--- Dataset ---
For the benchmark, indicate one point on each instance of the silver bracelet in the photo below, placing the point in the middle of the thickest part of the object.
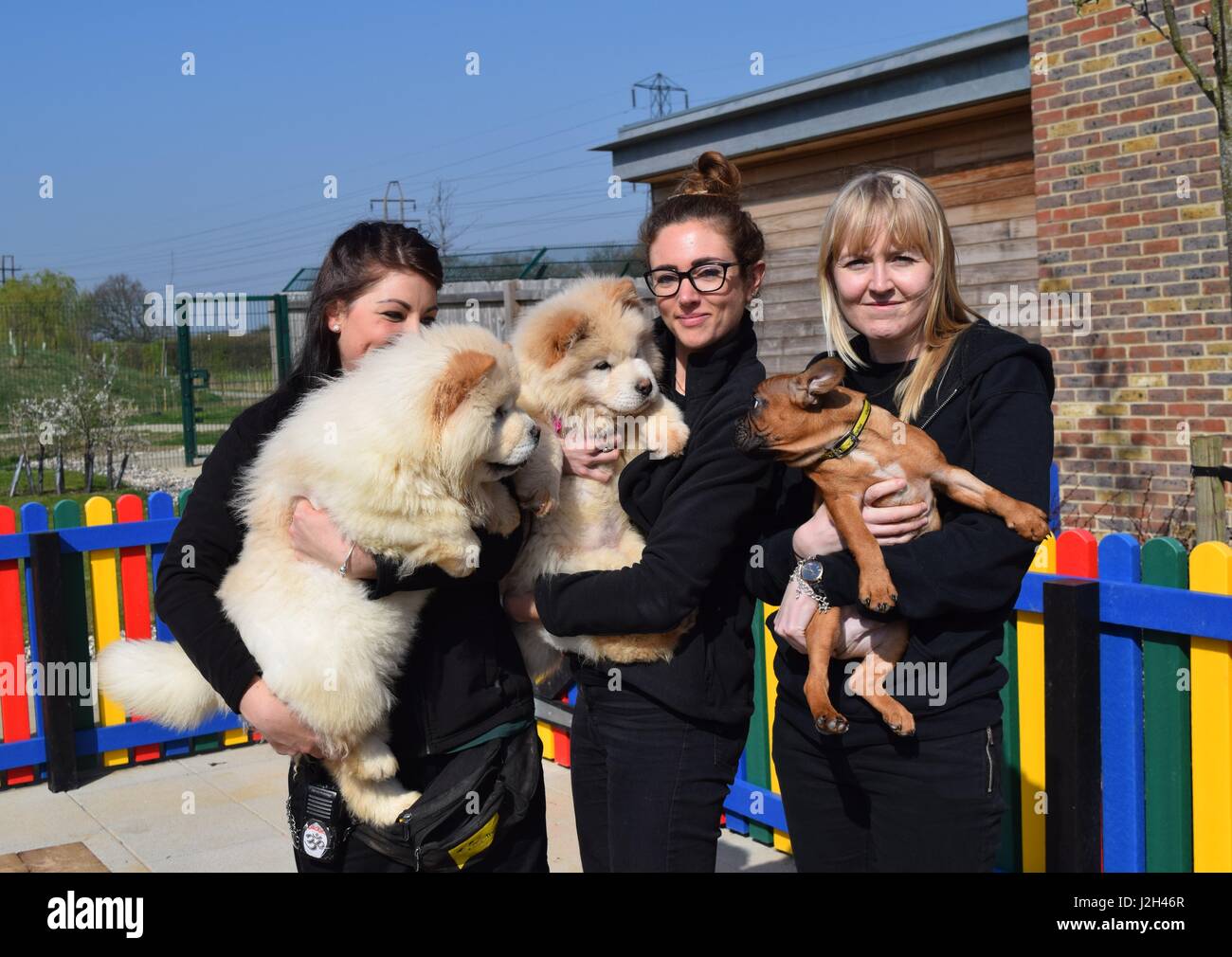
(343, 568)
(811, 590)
---
--- Dataset ---
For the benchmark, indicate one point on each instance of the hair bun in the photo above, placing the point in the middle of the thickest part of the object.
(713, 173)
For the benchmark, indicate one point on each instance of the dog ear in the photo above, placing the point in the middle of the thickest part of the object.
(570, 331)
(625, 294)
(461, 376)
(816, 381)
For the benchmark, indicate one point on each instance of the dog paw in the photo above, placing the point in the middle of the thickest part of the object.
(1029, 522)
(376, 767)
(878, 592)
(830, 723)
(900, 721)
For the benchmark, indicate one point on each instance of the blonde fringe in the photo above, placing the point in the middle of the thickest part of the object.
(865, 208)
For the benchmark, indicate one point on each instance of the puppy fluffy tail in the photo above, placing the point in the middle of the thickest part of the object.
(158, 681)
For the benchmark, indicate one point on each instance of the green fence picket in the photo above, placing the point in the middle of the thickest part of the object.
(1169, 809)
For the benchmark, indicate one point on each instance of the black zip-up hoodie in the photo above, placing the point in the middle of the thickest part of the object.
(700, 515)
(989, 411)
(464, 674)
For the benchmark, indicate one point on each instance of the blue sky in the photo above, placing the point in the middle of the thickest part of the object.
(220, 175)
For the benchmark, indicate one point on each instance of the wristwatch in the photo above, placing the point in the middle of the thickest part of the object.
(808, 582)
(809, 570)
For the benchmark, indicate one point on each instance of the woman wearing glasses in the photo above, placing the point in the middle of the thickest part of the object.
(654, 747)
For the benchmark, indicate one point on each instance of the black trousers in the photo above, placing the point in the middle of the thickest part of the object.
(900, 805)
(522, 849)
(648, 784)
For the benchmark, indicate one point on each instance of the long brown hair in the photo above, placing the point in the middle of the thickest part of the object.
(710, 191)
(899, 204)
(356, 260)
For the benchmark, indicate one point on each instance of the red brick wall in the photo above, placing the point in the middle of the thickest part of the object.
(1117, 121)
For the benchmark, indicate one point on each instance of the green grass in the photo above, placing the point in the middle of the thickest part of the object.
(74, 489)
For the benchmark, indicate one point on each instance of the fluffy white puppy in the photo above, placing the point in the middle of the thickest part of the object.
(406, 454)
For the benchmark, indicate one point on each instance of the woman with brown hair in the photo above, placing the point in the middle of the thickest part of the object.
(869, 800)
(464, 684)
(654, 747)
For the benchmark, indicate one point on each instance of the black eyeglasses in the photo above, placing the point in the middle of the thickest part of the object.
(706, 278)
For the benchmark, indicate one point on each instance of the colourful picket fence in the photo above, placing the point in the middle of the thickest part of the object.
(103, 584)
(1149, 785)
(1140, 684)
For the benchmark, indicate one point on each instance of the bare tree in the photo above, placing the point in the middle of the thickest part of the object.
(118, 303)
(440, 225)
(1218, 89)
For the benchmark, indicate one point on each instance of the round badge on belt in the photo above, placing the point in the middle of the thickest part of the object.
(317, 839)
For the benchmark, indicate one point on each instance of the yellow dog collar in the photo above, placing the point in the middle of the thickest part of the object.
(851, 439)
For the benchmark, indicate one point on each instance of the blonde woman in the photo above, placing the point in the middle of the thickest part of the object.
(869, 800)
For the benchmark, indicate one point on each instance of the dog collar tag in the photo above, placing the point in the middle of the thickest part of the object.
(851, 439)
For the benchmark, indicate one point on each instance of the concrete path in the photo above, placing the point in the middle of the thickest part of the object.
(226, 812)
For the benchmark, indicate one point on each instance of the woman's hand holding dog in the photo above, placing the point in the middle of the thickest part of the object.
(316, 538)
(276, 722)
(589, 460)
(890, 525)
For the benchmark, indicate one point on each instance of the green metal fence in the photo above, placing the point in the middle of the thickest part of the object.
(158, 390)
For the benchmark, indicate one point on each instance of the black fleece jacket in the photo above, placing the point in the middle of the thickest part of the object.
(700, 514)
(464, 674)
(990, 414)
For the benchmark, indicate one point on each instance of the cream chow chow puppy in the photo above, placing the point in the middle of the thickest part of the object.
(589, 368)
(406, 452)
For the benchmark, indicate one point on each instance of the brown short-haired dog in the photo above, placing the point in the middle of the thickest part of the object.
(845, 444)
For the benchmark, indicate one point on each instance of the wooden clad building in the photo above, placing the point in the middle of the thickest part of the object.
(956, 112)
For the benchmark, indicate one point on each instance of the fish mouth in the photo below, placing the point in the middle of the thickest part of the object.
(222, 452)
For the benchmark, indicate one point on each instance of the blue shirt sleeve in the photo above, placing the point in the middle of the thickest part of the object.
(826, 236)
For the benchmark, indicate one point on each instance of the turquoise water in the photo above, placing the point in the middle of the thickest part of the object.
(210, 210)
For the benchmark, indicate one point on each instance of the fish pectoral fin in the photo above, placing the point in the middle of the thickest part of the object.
---
→ **Stated problem**: Above are two blocks of lines. List every line in them that contains the word "wearing", copying each one in full.

→ **Answer**:
For the benchmark, indicate one point on each instance of the woman wearing glasses in the photo above, placing the point in the middle of the thickest part of the object.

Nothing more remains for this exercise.